C’est la première fois qu’un tel sommet se déroule dans l’un des 6 pays concernés, sur le sol des Balkans, en dehors des frontières de l’Union Européenne.
Au moins le symbole est-il présent. Mais s’il n’est pas suivi de faits concrets, l’amertume n’en sera que plus grande dans la région.
Et la frustration est déjà forte, accrue par le fait que l’Europe a accordé cet été de façon accélérée le statut de candidat à l’Ukraine et à la Moldavie.
Cette décision se comprend évidemment, mais ces pays des Balkans, ravagés par les guerres dans les années 90, ont la sensation d’être les dindons de la farce. Ils ne le disent pas officiellement parce que ce n’est pas politiquement correct, mais ils n’en pensent pas moins.
Ca s’entend.
Quatre de ces 6 pays sont candidats depuis longtemps : 17 ans pour la Macédoine du Nord, 12 ans pour le Monténégro, 10 ans pour la Serbie, 8 ans pour l’Albanie.
Deux autres espèrent obtenir le statut de candidat : la Bosnie et le Kosovo.
Et tous ont la sensation de se faire doubler par l’Ukraine. La sensation que l’Europe les mène en bateau.
Ils le reconnaissent volontiers : tout n’est pas parfait, ils ne répondent sans doute pas encore à tous les critères, sur l’État de droit, la lutte contre la corruption ou la liberté de la presse.
Mais comme le glisse le premier ministre albanais, « nous faisons des efforts et parfois on a l’impression que personne ne nous répond ».
Un ancien haut diplomate français ajoute : « en termes de corruption franchement, l’Ukraine c’est bien pire que plusieurs de ces pays des Balkans ».
Les hésitations de Paris
Cette hésitation des 27 s'explique en bonne partie par leurs désaccords internes sur le sujet.
L’Allemagne est, de longue date, la plus allante. La plus favorable à cet élargissement de l’Europe aux Balkans.
Le chancelier Olaf Scholz l’a répété cet été : « le centre de gravité de l’Europe se déplace vers l’Est ». Berlin juge indispensable d’avancer sur les Balkans.
Et par exemple d’accorder dès ce mois-ci, le statut de candidat à la Bosnie.
En face, la France a longtemps bloqué, très réticente à l’idée d’un nouvel élargissement.
Puis la position de Paris a évolué ces derniers mois.
La secrétaire d’État aux affaires européennes Laurence Boone vient d’ailleurs d’effectuer une tournée dans la région, et Emmanuel Macron sera donc lui aussi du voyage demain.
Cela dit, les pays des Balkans restent sur leurs gardes vis-à-vis de la France.
D’autant que les signaux envoyés par Paris sont fluctuants.
Par exemple sur la Serbie, un diplomate français nous dit : « il faut arrimer la Serbie à l’Europe ». Mais un autre lâche : « La Serbie c’est le cheval de Troie de Moscou en Europe ». Il faudrait se décider.

— Items enregistrés du jeu de données —
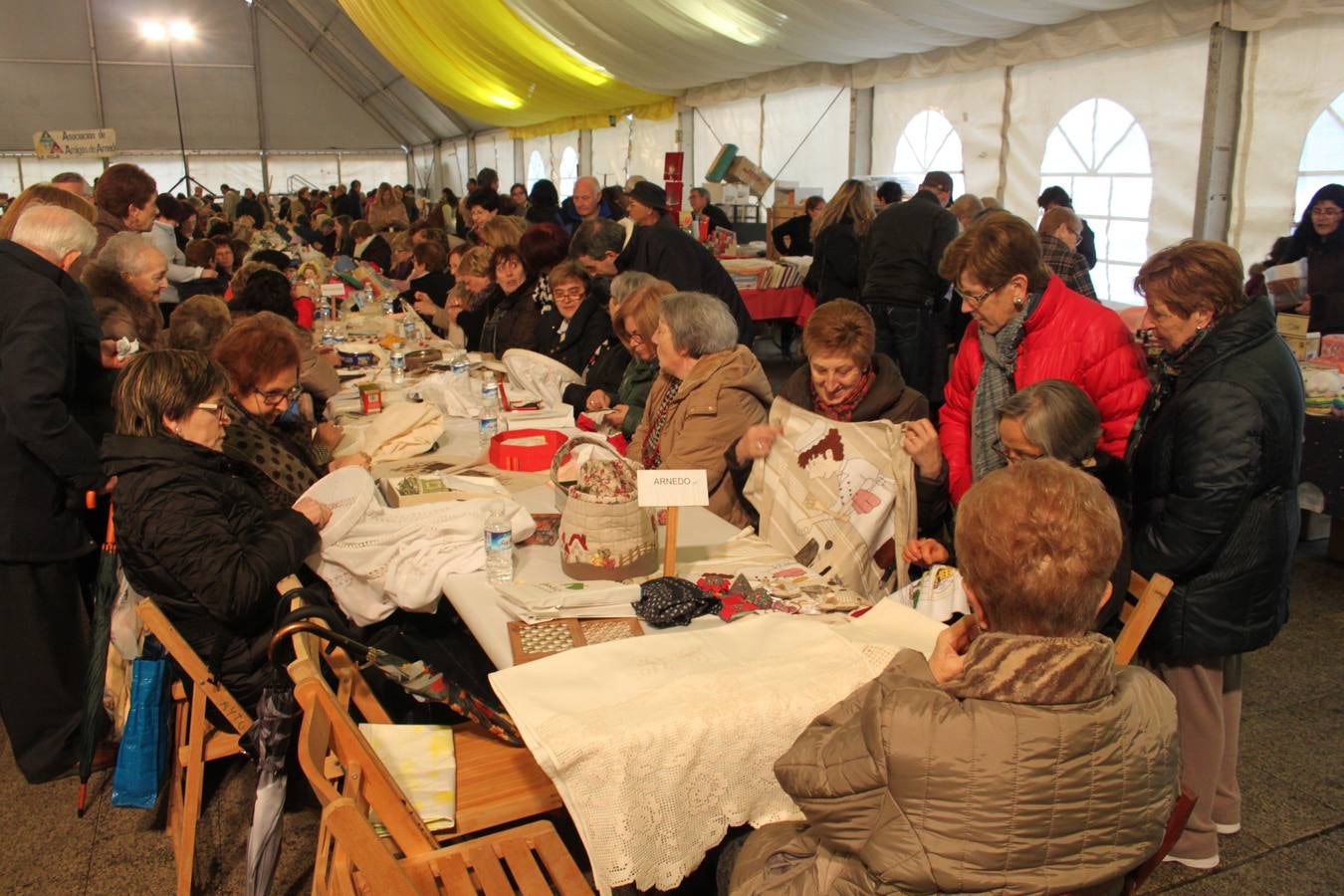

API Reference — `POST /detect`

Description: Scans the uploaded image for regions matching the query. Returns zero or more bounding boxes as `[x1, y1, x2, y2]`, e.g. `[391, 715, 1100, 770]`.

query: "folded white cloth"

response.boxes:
[336, 401, 444, 464]
[418, 372, 481, 416]
[304, 466, 537, 626]
[495, 580, 640, 622]
[502, 347, 583, 408]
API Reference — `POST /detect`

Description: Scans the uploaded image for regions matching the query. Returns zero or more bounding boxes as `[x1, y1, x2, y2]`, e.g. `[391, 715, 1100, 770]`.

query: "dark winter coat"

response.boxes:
[615, 224, 756, 345]
[859, 189, 960, 305]
[807, 218, 860, 305]
[535, 295, 611, 373]
[1130, 301, 1305, 658]
[0, 239, 103, 562]
[103, 435, 319, 708]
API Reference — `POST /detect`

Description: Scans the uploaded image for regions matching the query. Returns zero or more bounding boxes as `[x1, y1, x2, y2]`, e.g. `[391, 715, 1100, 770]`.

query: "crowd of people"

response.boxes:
[0, 157, 1327, 893]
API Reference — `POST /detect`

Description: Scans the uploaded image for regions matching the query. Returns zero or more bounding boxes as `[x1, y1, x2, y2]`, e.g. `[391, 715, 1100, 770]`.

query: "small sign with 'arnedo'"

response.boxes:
[638, 470, 710, 507]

— À compléter —
1. D'après le texte sur les Balkans, depuis combien d'années la Macédoine du Nord est-elle candidate ?
2. Reprenez le texte sur les Balkans après sa dernière phrase et rédigez la suite.
Les items ci-dessus forment un matériau distinct du texte.

— Réponses —
1. Depuis 17 ans.

2.
En fait, le mot qui revient comme un refrain à propos des Balkans, c’est toujours : « c’est compliqué ».
Certes, mais dire ça ne fait pas avancer le schmilblick.
Alors que faut-il attendre demain ? Pas nécessairement de grandes annonces sur l’adhésion : plutôt un package européen d’aides financières face à la crise énergétique, ou une coopération sur les questions cyber et numériques.
La concurrence de la Russie et de la Chine
Le souci pour l’Europe, c’est qu’elle est loin d’être le seul acteur dans la région.
C'est le risque à trop trainer. Non seulement créer de l’amertume, mais surtout laisser les concurrents occuper la place.
La Russie en premier lieu. « Ce n’est pas un acteur constructif dans la région », pour reprendre la formule polie d’une chancellerie européenne, qui ajoute : la Russie cherche à attiser les fractures dans les Balkans, en particulier en Serbie et en Bosnie, où les tensions inter communautaires restent fortes.
Plusieurs entreprises russes, comme Yandex ou Russia Today, développent leurs implantations en Serbie.
Le pays dépend beaucoup du gaz russe, accueille des dizaines de milliers de russes et refuse d’appliquer les sanctions européennes contre Moscou.
Autre acteur, la Chine, qui comme souvent joue du carnet de chèques. En finançant des infrastructures : des autoroutes (au Monténégro, en Serbie) ou des aéroports (en Albanie).
Mais le prix à payer, c’est l’endettement, la perte d’indépendance économique.
Enfin, troisième acteur, la Turquie qui joue surtout de son influence culturelle et religieuse auprès des musulmans en Albanie, au Kosovo, en Bosnie.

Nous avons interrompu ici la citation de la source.